• **PROBLEM**
Change "that would help me greatly" to "that would be very useful" in the rows from the line containing "If you could put a point on the black" through the end of the rows, inclusive. Give back only those lines, with nothing else altered.

(Rows in a dataset)

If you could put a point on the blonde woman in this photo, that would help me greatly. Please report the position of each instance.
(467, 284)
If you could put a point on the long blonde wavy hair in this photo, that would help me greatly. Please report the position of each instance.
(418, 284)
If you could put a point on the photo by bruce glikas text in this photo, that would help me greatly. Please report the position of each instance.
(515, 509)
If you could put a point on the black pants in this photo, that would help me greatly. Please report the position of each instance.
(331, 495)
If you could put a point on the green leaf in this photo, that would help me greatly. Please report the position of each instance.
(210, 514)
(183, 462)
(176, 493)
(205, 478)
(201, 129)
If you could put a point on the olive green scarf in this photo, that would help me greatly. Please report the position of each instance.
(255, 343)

• **THE RESPONSE**
If you could put a point on the black pants in this photo, that would be very useful. Please report the position of each instance.
(331, 495)
If you could put a point on the green leaf in this photo, that would be very useful. Please report the position of each instance.
(210, 514)
(183, 462)
(176, 493)
(205, 478)
(201, 129)
If you could put a point on the olive green scarf in this photo, that would be very useful. Please report the position of each instance.
(255, 343)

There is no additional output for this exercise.